[Page text Boundary: Start]

Public university in Kyiv, Ukraine

The Kyiv National University of Culture and Arts ( KNUCA, Київський національний університет культури і мистецтв) is a university in Kyiv, Ukraine with the highest level of accreditation.

== History ==
In 1968 in accordance with the Resolution of the Council of Ministers of the USSR No. 608 from August 8, 1968, in and decision of the Council of Ministers of the USSR No. 459 from August 28, 1968, the Kyiv State Institute of culture of Korniychuk was founded only with the "Cultural educational", "Librarian" faculties and the faculty of "Social professions".

In the early 1990s, political and social processes that have affected the whole country began. Especially actively responded to these events the young people, who were looking forward for the changes and innovations. A wave of student demands of national-democratic character raised in KSIC. Students required to raise the blue-yellow flag and discontinue teaching of the Soviet ideological subjects. The institute has formed a branch of Ukrainian Student Union, and a Society of the Ukrainian language of Taras Shevchenko was founded.

April 21, 1993, by the order of the Minister of Culture of Ukraine Ivan Dziuba, professor Mykhailo Poplavskyi was assigned to the post of the rector of the Kyiv State Institute of Culture and Arts as the informal leader of the student body, from which the new stage in the history of KSIC began.

By the year 1996 the new rector has gathered highly qualified teaching staff, has developed and put into practice a number of alternative financing. The Institute had made the first commercial kits, created a modern material and technical basis for the educational process, updated the curriculum and methodological support, open new specialities and relative faculties, created the faculty of preliminary training and new subdivisions.

In 1997, according to the concept of "prospective development", developed by Snitko the "Jurisprudence", "Ethnocultural", "Computer Technology", "Sociology" faculties were opened, and also the first in Ukraine Institute of Film and Television for the preparation of the directors and operators of television, sound, television broadcasters and leading, of photographers, advertisers, directors of animated films and TV journalists.

November 11, 1997 the Cabinet of Ministers granted the status of Kyiv State University of Culture and Arts to the KSIC. This involved, among other things, the deployment of training programs of the teaching staff, not only through graduate school, but doctorate. The first doctoral specialities "Bibliology and Libraryology" in Ukraine, "Social pedagogy", "Method of musical education" were opened. In 1999 President of Ukraine granted the status "National".

== Art groups ==
- Academic Choir "ANIMA", headed by Natalia Krechko
- Pavluchenko Ukrainian Folk Choir, headed by Olena Skoptsova
- Folk ensemble "Kralytsia", headed by Ivan Sinelnikov

== Notable alumni ==

- DakhaBrakha members Olena Tsybulska, Iryna Kovalenko, Nina Garenetska, who won Shevchenko prize in 2020.
- Inna Dorofeieva, ballerina
- Petro Gadz, entrepreneur and politician
- Susanna Karpenko, composer and folk singer
- Oleksandr Knyha, theatre director
- Kateryna Pavlenko, the leader of Go A band represented Ukraine in Eurovision 2021.
- Mykhailo Poplavskyi, afterwards - the rector of the university.

[Page text Boundary: End]
[Provided material Boundary: Start]

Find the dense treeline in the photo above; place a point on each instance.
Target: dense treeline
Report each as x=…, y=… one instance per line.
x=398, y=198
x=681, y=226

[Provided material Boundary: End]

Could you reproduce word for word the part of the Kyiv university text starting with "In the early" and going on through "of KSIC began."?

■ **Solution to the problem**:
In the early 1990s, political and social processes that have affected the whole country began. Especially actively responded to these events the young people, who were looking forward for the changes and innovations. A wave of student demands of national-democratic character raised in KSIC. Students required to raise the blue-yellow flag and discontinue teaching of the Soviet ideological subjects. The institute has formed a branch of Ukrainian Student Union, and a Society of the Ukrainian language of Taras Shevchenko was founded.

April 21, 1993, by the order of the Minister of Culture of Ukraine Ivan Dziuba, professor Mykhailo Poplavskyi was assigned to the post of the rector of the Kyiv State Institute of Culture and Arts as the informal leader of the student body, from which the new stage in the history of KSIC began.